--- JOB ---
Each record is to be transcribed exactly.

--- GIVEN INFORMATION ---
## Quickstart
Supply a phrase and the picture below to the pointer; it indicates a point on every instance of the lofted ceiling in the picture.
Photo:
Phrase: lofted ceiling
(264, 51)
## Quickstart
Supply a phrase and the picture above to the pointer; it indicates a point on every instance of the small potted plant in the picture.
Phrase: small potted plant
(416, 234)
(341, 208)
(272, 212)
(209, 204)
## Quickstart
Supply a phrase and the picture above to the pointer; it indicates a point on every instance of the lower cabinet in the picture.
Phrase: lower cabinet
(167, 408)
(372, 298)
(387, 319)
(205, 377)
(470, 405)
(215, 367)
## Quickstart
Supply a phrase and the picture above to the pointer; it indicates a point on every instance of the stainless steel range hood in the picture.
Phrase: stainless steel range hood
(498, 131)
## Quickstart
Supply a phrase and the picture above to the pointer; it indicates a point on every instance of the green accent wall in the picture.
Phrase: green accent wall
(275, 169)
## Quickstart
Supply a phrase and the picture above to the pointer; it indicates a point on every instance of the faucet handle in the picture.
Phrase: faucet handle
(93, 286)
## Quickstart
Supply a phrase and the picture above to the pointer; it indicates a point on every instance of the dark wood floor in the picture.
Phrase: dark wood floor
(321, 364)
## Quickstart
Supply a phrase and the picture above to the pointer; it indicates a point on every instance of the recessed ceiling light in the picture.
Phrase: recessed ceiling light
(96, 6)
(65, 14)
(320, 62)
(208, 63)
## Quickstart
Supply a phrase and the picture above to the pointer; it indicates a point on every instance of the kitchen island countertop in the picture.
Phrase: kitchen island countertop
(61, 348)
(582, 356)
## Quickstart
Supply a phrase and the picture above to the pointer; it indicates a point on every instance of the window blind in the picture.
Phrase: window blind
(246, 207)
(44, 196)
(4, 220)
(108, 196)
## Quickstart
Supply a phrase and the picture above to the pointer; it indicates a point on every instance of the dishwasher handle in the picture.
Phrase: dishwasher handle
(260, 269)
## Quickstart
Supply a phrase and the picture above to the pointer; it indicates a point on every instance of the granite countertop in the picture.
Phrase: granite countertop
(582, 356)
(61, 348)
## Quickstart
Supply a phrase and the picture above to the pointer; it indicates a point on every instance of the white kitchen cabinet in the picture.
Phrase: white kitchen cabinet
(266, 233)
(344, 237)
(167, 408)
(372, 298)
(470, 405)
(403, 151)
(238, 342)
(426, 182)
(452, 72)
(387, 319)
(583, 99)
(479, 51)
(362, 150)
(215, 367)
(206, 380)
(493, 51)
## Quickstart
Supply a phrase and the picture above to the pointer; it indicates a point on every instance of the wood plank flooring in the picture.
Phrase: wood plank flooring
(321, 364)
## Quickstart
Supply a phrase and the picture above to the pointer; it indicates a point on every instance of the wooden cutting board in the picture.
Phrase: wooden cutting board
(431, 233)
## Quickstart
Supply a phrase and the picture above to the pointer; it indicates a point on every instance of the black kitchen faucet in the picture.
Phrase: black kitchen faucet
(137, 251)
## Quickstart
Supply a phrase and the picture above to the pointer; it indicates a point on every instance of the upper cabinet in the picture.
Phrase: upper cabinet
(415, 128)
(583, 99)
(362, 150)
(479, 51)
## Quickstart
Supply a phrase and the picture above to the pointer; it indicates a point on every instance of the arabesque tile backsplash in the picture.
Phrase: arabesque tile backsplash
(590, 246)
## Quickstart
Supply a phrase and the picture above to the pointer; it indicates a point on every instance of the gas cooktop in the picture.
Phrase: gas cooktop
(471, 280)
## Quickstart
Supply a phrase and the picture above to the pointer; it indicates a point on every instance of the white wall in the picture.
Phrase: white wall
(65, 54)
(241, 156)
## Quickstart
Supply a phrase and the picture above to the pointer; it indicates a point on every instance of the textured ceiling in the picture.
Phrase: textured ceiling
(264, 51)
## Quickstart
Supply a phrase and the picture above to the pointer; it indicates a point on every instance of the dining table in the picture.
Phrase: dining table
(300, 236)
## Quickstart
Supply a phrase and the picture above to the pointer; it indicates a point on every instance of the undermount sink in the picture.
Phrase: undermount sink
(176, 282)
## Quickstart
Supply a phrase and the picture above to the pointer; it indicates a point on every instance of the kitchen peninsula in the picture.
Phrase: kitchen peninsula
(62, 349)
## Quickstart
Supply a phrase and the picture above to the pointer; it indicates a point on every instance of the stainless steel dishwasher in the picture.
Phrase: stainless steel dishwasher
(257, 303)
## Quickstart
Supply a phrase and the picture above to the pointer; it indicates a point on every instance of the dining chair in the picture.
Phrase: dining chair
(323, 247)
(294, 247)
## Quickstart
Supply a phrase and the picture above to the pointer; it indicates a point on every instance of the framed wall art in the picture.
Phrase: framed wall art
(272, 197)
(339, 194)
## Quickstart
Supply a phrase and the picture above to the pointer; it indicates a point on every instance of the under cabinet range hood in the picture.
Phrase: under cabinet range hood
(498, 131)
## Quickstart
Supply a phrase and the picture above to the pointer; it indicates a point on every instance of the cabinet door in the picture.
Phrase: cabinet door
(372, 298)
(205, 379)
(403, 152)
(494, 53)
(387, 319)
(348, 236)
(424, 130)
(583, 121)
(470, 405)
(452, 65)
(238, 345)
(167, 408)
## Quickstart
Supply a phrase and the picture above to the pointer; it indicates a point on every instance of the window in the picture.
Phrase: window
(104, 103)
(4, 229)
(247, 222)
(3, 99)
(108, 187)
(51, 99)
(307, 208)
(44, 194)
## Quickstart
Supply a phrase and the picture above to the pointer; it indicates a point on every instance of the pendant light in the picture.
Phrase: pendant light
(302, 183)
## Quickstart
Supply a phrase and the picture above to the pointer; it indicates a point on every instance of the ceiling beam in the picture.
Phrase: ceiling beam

--- SOLUTION TO THE EXERCISE ---
## Quickstart
Supply a phrase and the picture below to the pointer; it indicates a point on every instance of the lofted ceiling in the picture.
Photo:
Phrase: lofted ceiling
(264, 51)
## Quickstart
Supply a phrase and the picture above to the pointer; it indicates a point on every instance of the small potted plant in the picture.
Phrase: small potted plant
(416, 234)
(341, 208)
(272, 212)
(209, 204)
## Quickstart
Supply a phrase and the picture above to the pointer; it indicates a point on every instance of the lower cabinet in the picture.
Phrase: lower cabinet
(167, 408)
(372, 298)
(387, 319)
(205, 377)
(470, 405)
(215, 367)
## Quickstart
Supply a phrase and the picture above to the pointer; it indicates a point on every instance of the stainless steel range hood in the picture.
Phrase: stainless steel range hood
(498, 131)
## Quickstart
Supply a phrase and the picture above to the pointer; it indicates a point on every instance of the green accent wall in the picture.
Phrase: green accent wall
(275, 169)
## Quickstart
Supply a phrase and the picture above to the pointer; it indicates a point on every instance of the faucet handle in the picture.
Phrase: faucet handle
(93, 286)
## Quickstart
Supply a phrase and the picture above to the pointer; it indicates a point on every instance of the dark wood floor in the picture.
Phrase: dark wood floor
(321, 364)
## Quickstart
Supply a phrase and the picture above to the pointer; it indicates a point on every instance of the recessed ceiling light in the picture.
Phrase: recessed ceiling light
(96, 6)
(65, 14)
(320, 62)
(208, 63)
## Quickstart
Supply a phrase and the picture above to the pointer; it indicates a point on every instance of the kitchen island countertop in the picture.
Phrase: kitchen island countertop
(61, 348)
(582, 356)
## Quickstart
Supply a phrase and the picture above to the pointer; it indicates a point on every instance of the window blind in the picture.
Phrase: window blind
(246, 207)
(44, 196)
(4, 220)
(108, 196)
## Quickstart
Supply a phrase and the picture above to the pointer; it indicates a point on every instance of the dishwasher handle in the picture.
Phrase: dishwasher handle
(260, 269)
## Quickstart
Supply a phrase and the picture above to the pointer; it indicates a point on every instance of the granite countertop in the picture.
Phrase: granite countertop
(582, 356)
(61, 348)
## Quickstart
Supply a phrase and the picture above to the pointer; it indicates a point on every instance of the white kitchen cabinet in the picture.
Phrase: white kitchen cabinet
(266, 233)
(344, 237)
(167, 408)
(372, 298)
(470, 405)
(403, 151)
(238, 342)
(426, 182)
(452, 72)
(387, 319)
(583, 99)
(479, 51)
(362, 150)
(215, 367)
(206, 380)
(493, 51)
## Quickstart
Supply a phrase and the picture above to the pointer; it indicates a point on every instance of the wood plank flooring in the picture.
Phrase: wood plank flooring
(321, 364)
## Quickstart
Supply a phrase and the picture above to the pointer; it indicates a point on every instance of the wooden cutting board in the picture.
Phrase: wooden cutting board
(431, 233)
## Quickstart
Supply a phrase and the picture above to the pointer; it indicates a point on every instance of the black kitchen faucet in the picture.
Phrase: black kitchen faucet
(137, 251)
## Quickstart
Supply a phrase and the picture above to the pointer; it indicates a point on every instance of the upper cabinet in the picture.
Phrase: upper cabinet
(415, 128)
(583, 99)
(362, 150)
(479, 51)
## Quickstart
Supply a phrase and the picture above to the pointer; it indicates a point on every instance of the arabesque tile backsplash in the picture.
Phrase: arabesque tile backsplash
(590, 246)
## Quickstart
Supply a phrase and the picture above to the pointer; it indicates a point on every instance of the gas cooktop in the picture.
Phrase: gas cooktop
(471, 280)
## Quickstart
Supply a phrase and the picture above to the pointer; it indicates a point on every instance of the white wall in the picture.
Phrase: white wall
(65, 54)
(241, 156)
## Quickstart
Supply a phrase and the picture above to the pointer; it indicates a point on every instance of the textured ceiling in the picture.
Phrase: textured ceiling
(264, 51)
## Quickstart
Supply a phrase and the picture above to the pointer; it indicates a point on every instance of the dining table in the picture.
Phrase: dining table
(300, 236)
## Quickstart
Supply a phrase and the picture above to the pointer; it indicates a point on every instance of the undermount sink in the picture.
Phrase: undermount sink
(176, 282)
## Quickstart
Supply a phrase and the picture above to the pointer; it indicates a point on every instance of the kitchen peninsula in the picture.
Phrase: kitchen peninsula
(62, 349)
## Quickstart
Supply a phrase and the picture above to the pointer; it indicates a point on every instance of the stainless steel dishwasher in the picture.
Phrase: stainless steel dishwasher
(257, 303)
## Quickstart
Supply a phrase and the picture above to the pointer; it indicates a point on every instance of the dining chair in the picture.
Phrase: dining chair
(323, 247)
(294, 247)
## Quickstart
Supply a phrase and the picture above to the pointer; it indicates a point on every instance of the framed wall art in the picture.
Phrase: framed wall art
(272, 197)
(339, 194)
## Quickstart
Supply a phrase and the picture above to the pointer; it indicates a point on every instance of the under cabinet range hood in the picture.
Phrase: under cabinet range hood
(498, 131)
## Quickstart
Supply a phrase and the picture above to the pointer; it indicates a point on every instance of the cabinet door in the picture.
Phrase: cabinet door
(372, 298)
(205, 379)
(403, 152)
(494, 53)
(387, 319)
(348, 236)
(424, 130)
(583, 121)
(470, 405)
(452, 65)
(238, 345)
(167, 408)
## Quickstart
Supply a phrase and the picture above to the pointer; it indicates a point on every instance of the window in the picture.
Phrase: window
(104, 103)
(4, 229)
(247, 222)
(3, 99)
(108, 187)
(51, 99)
(307, 208)
(44, 194)
## Quickstart
Supply a phrase and the picture above to the pointer; it indicates a point on every instance of the pendant light in the picture.
Phrase: pendant light
(302, 183)
## Quickstart
Supply a phrase and the picture above to the pointer; it indicates a point on every instance of the ceiling beam in the picture.
Phrase: ceiling beam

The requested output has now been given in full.